▶ _GOAL OF THE EXERCISE_
Once the line with "of the calm" is found in the entries below, print it and each following line exactly, stopping after the line with "Target: lake"; print nothing else.
----- EXTRACTED RECORDS
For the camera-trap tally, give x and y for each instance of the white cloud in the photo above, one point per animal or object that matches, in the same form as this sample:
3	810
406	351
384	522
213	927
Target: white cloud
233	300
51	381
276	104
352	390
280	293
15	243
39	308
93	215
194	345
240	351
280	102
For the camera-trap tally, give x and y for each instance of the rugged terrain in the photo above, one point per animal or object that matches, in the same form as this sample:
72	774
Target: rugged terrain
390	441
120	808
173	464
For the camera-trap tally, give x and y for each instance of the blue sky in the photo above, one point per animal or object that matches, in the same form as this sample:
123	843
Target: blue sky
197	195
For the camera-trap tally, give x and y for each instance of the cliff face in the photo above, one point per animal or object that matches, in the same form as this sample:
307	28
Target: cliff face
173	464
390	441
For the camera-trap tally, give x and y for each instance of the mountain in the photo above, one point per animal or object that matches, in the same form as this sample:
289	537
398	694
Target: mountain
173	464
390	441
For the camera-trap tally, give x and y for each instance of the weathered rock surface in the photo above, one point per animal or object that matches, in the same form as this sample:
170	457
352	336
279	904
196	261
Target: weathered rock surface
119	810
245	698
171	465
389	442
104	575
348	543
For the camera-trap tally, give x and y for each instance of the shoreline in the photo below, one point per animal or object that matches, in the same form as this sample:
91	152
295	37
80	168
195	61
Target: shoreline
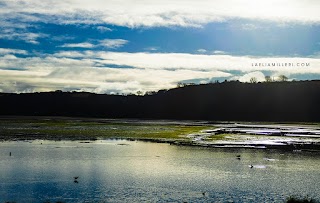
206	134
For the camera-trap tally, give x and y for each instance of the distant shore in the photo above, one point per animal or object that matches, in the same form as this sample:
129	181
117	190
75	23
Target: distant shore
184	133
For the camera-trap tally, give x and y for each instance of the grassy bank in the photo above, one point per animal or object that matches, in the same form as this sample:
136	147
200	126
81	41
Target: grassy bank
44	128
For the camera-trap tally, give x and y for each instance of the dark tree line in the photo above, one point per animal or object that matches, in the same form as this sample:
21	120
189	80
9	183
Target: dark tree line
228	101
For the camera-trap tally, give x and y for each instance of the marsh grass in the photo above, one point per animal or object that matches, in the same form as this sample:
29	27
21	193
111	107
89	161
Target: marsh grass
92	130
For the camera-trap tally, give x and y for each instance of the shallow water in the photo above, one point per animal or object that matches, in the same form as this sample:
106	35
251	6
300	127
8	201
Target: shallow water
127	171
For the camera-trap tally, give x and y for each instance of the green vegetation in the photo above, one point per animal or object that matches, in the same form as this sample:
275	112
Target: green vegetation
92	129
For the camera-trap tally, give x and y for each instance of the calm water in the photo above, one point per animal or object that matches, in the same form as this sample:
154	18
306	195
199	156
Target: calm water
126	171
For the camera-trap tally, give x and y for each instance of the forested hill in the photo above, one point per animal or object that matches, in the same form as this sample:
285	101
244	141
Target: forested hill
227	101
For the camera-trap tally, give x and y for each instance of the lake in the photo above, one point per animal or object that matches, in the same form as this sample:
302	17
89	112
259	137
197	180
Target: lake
----------
----- EXTRACTED RECORDS
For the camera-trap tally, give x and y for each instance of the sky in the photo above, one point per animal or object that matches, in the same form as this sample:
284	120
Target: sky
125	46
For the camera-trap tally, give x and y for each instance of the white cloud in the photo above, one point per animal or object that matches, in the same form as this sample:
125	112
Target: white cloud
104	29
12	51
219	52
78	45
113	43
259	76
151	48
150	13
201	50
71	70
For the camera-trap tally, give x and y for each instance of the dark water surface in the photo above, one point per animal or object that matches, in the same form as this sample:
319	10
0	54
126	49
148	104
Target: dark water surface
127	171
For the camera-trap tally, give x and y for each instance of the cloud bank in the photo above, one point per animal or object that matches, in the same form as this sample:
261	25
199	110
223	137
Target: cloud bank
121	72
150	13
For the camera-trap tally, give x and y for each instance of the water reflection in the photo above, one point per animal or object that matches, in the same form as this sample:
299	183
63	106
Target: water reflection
----------
▶ _RESULT OF THIS EXERCISE_
For the camera-trap tally, give x and y for each instance of the calm water in the photo above, one point per animal or object that matches, in the same form as this sample:
154	18
306	195
199	156
Target: calm water
126	171
For the camera-trap tally, give x and y for each instance of the forested hill in the photo above, one point per animal or object that matches, in the same form as this sample:
285	101
244	141
Target: forested hill
227	101
For the camera-trap tally, give x and y for each instance of the lake in the photo above, one point per animal or object that matches, in the same form as this sample:
302	17
89	112
259	137
197	180
Target: lake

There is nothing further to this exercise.